### EXERCISE REQUIREMENTS
Go through the records and filter out every line lacking the word "bush"; copy the lines that remain.

(Segmentation mask data)
::::::::

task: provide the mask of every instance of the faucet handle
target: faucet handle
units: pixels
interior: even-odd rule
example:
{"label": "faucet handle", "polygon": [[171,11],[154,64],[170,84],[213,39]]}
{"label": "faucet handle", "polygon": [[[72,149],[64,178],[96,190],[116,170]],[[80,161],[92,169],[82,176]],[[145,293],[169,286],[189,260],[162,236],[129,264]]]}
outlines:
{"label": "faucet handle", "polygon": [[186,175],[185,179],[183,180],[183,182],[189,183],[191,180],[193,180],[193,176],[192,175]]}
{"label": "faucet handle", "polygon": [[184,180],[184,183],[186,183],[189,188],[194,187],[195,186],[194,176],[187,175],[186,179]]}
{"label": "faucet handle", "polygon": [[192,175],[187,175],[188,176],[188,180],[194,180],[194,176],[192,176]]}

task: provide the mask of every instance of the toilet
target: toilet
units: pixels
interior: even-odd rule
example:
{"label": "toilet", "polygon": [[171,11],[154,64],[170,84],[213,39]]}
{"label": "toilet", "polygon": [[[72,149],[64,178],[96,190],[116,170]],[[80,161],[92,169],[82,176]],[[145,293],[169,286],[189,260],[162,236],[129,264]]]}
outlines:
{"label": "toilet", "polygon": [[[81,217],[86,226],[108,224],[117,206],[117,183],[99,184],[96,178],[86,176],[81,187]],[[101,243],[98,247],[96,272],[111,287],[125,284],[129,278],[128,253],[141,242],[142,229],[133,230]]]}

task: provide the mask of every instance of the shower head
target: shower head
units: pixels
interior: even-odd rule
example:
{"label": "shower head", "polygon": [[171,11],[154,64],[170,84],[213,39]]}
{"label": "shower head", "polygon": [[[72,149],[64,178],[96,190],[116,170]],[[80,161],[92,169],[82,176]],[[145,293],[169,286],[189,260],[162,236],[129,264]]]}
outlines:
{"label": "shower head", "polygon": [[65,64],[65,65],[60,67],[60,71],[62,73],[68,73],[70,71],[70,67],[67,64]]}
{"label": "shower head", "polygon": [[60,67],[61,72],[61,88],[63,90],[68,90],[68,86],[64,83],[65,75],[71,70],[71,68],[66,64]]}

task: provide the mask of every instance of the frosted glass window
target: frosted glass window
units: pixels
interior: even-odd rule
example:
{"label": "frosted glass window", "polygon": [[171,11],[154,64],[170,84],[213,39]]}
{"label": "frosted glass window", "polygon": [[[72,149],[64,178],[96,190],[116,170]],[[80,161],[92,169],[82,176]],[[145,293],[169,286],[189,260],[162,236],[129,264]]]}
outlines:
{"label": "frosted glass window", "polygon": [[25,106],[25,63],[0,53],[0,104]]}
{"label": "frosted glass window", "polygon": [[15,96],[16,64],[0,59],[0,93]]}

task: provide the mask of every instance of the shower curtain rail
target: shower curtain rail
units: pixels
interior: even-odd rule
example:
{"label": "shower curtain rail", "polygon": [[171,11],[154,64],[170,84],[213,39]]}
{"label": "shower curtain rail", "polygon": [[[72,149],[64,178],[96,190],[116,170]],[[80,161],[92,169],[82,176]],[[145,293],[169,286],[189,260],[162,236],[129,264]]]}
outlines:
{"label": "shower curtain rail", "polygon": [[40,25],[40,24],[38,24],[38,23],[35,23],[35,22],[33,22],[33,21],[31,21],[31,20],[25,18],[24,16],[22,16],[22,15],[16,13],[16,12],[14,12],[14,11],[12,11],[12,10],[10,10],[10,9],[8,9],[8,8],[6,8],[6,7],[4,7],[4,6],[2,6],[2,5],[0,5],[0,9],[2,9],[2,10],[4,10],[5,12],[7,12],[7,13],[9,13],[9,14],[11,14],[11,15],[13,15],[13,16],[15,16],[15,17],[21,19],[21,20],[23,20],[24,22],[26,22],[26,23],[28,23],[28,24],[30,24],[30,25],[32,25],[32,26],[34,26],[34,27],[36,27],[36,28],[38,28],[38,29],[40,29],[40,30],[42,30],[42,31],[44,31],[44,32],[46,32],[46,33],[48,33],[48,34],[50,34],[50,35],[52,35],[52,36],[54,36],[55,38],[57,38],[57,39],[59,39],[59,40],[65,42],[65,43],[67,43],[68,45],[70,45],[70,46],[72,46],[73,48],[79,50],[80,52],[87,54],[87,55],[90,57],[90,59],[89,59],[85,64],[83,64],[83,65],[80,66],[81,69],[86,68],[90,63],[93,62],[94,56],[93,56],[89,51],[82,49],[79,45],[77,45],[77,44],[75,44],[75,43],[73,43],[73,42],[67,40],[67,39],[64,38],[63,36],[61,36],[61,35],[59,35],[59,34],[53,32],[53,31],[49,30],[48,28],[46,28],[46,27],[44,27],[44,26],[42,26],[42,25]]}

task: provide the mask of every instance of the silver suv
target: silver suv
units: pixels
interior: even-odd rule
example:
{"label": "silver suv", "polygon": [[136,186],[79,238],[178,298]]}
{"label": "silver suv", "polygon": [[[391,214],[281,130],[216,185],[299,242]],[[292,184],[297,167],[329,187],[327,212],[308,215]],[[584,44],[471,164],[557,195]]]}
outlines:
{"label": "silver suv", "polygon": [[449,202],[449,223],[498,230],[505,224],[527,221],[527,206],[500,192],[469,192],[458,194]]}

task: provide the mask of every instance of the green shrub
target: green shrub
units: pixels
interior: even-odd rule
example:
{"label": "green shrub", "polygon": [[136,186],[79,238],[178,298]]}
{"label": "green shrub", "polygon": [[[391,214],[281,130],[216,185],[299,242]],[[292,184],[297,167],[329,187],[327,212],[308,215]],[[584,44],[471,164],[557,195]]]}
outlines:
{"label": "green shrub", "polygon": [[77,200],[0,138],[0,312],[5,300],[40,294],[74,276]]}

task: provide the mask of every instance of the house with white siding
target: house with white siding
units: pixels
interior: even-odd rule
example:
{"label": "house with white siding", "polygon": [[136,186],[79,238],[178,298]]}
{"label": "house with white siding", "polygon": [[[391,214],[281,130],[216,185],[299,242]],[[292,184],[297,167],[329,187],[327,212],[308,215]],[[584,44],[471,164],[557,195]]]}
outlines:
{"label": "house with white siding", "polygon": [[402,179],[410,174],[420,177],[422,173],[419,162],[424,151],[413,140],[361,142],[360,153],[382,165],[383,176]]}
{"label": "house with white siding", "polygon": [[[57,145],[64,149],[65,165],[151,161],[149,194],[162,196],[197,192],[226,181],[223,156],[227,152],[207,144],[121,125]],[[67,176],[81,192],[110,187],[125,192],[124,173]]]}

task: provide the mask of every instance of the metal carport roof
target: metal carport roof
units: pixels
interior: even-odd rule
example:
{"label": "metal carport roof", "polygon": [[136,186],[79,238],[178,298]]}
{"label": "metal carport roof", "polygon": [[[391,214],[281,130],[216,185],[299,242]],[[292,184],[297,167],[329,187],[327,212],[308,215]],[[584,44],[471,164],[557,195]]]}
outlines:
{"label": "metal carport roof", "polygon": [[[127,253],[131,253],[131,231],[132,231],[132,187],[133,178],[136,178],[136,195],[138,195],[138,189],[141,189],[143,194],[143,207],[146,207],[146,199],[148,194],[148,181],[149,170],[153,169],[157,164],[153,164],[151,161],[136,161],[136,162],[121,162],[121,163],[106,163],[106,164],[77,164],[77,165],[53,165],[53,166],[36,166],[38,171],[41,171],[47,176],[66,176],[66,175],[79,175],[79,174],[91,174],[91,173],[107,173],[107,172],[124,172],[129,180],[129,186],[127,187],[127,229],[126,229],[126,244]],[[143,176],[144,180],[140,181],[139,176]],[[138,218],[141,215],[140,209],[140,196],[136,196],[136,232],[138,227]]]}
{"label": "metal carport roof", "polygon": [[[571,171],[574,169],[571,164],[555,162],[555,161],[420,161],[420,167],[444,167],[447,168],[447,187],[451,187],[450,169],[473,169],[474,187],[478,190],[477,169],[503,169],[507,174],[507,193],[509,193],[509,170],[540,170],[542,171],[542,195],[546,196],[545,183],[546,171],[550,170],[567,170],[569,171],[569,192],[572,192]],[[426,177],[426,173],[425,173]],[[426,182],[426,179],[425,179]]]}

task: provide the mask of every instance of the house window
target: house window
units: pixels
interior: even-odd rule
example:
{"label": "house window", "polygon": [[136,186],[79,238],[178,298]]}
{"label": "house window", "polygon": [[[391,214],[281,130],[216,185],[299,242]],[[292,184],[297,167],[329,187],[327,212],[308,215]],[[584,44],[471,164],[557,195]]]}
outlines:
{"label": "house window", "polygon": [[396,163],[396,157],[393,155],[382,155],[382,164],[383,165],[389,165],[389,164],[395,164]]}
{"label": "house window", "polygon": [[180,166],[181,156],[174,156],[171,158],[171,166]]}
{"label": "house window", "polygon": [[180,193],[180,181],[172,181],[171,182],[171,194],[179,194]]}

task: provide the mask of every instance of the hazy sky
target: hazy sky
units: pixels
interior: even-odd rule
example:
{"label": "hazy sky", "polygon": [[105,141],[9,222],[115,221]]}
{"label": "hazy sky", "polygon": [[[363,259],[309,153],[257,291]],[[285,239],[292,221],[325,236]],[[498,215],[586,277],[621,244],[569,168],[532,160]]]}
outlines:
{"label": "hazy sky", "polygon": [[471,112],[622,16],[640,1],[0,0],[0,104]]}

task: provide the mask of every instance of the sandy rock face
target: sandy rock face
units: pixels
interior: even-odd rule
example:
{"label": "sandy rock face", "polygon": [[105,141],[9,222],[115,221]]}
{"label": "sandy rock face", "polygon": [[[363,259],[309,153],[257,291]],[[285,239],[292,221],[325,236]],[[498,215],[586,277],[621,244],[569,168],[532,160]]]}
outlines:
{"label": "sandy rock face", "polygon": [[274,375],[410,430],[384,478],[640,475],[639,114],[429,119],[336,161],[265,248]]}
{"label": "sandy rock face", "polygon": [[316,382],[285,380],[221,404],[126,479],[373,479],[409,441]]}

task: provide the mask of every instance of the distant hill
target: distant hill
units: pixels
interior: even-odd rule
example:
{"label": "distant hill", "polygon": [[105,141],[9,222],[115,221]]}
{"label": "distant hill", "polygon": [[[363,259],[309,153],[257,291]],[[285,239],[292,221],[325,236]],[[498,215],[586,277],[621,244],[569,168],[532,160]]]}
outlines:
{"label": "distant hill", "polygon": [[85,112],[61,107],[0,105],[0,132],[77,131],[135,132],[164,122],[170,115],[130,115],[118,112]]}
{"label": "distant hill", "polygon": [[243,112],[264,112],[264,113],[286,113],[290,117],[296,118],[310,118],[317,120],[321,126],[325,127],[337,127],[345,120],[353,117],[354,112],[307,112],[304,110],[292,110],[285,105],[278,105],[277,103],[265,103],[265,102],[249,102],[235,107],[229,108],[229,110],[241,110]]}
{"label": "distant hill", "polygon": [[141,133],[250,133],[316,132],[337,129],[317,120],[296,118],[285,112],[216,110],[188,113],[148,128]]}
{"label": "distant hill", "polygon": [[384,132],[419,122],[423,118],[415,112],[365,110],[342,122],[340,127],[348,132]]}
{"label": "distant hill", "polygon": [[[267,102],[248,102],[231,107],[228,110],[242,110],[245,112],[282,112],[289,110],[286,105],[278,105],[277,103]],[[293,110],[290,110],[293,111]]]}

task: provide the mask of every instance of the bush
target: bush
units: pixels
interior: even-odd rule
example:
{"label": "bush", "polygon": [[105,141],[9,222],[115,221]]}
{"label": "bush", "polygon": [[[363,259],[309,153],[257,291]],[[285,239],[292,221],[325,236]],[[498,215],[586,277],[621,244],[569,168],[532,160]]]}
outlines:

::::::::

### WRITTEN ANSWER
task: provide the mask of every instance of the bush
target: bush
{"label": "bush", "polygon": [[105,141],[9,222],[115,221]]}
{"label": "bush", "polygon": [[[363,259],[309,153],[257,291]],[[285,239],[292,221],[325,236]],[[498,215],[586,277],[621,244],[569,168],[532,160]]]}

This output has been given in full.